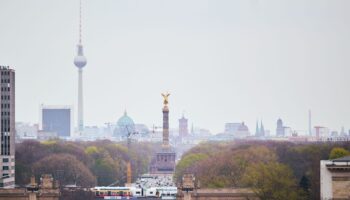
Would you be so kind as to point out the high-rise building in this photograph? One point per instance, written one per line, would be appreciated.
(280, 129)
(262, 129)
(80, 62)
(7, 158)
(183, 127)
(164, 160)
(58, 119)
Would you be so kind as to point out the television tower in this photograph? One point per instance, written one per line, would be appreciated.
(80, 62)
(310, 128)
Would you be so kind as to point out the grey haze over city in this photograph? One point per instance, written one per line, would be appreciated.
(222, 61)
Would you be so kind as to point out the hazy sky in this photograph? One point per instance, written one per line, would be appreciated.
(222, 61)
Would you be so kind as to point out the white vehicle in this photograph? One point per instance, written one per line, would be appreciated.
(167, 192)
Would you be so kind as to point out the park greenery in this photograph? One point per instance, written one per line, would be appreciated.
(273, 170)
(83, 164)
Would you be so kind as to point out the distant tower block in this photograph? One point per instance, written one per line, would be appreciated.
(165, 120)
(80, 62)
(183, 127)
(163, 162)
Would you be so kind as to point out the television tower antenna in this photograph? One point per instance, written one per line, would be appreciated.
(80, 62)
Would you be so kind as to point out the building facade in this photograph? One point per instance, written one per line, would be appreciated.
(335, 178)
(57, 119)
(7, 158)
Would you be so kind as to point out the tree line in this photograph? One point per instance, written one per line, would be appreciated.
(274, 170)
(84, 164)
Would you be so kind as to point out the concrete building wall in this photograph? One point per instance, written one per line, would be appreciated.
(326, 181)
(335, 179)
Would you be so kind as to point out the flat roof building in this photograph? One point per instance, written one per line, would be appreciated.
(7, 127)
(57, 119)
(335, 178)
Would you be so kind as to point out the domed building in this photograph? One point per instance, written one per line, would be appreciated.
(124, 126)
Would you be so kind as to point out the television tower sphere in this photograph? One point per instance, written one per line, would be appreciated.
(80, 60)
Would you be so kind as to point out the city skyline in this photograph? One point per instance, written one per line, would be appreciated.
(228, 62)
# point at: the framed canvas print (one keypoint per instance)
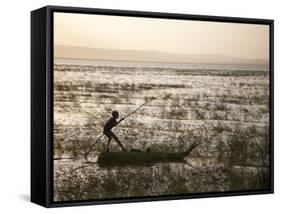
(133, 106)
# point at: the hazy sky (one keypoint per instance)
(174, 36)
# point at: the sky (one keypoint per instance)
(247, 41)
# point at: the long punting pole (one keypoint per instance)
(101, 135)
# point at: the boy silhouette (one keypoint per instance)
(107, 130)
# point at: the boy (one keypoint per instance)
(107, 130)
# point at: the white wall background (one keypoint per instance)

▶ EXERCISE OBJECTIVE:
Using the material above, return every line exactly as it appears, minus the pictures.

▶ RESPONSE:
Would you be so kind as to point out the high-rise building in this photograph? One point per instance, written one per line, would be appreciated.
(280, 129)
(262, 129)
(80, 62)
(7, 158)
(183, 127)
(164, 160)
(58, 119)
Would you be so kind as to point out the television tower in this photograph? One point per instance, written one per line, would be appreciated.
(80, 62)
(310, 128)
Would you be so kind as to point out the grey haze over city in this photograph? One point per instance, written one per line, would be appreciated.
(222, 61)
Would you be so kind as to point out the hazy sky in this photograph? One point per instance, written one per line, would be appreciated.
(222, 61)
Would you be so kind as to point out the white vehicle in this photograph? One point per instance, written one per line, would be appreciated.
(167, 192)
Would you be so kind as to point out the park greenery in this photograph? One point per instance, written one per line, would be appreciated.
(273, 170)
(83, 164)
Would you be so kind as to point out the distant tower block in this photograph? One point per instance, written one per line, would be appreciated.
(165, 120)
(80, 62)
(183, 127)
(163, 162)
Would you be so kind as to point out the television tower antenna in this photograph? One point per instance, written one per line, would be appreciated.
(80, 62)
Would you be so kind as to point out the building facade in this photograph? One point per instance, written one per line, would be appreciated.
(335, 178)
(57, 119)
(7, 158)
Would you be so kind as to point out the tree line in this photograph? One point per instance, written one per line, would be appreciated.
(274, 170)
(84, 164)
Would you be so kind as to point out the concrete building wall in this photograph? One point per instance, written one per line, would be appreciated.
(326, 181)
(335, 179)
Would you be so kind as to point out the flat roof building in this photograph? One point per instance, written one per line, would be appreciated.
(7, 127)
(57, 119)
(335, 178)
Would you be so kind as to point out the domed building in this photograph? One point per instance, written one per line, would be appreciated.
(124, 126)
Would you be so kind as to point out the television tower sphere in this photograph? One point per instance, written one per line, would be appreciated.
(80, 60)
Would you be so kind as to point out the city skyline in this photograph? One point per instance, written one per line, would be appreciated.
(228, 62)
# point at: the framed canvas print (one keypoint per instance)
(133, 106)
# point at: the hazy sky (one keypoint per instance)
(174, 36)
# point at: the sky (one keypoint per instance)
(247, 41)
# point at: the long punting pole (one keypoint per instance)
(101, 135)
# point at: the boy silhouette (one keypoint per instance)
(107, 130)
# point at: the boy (one keypoint per instance)
(107, 130)
# point at: the white wall background (one keypoint per instance)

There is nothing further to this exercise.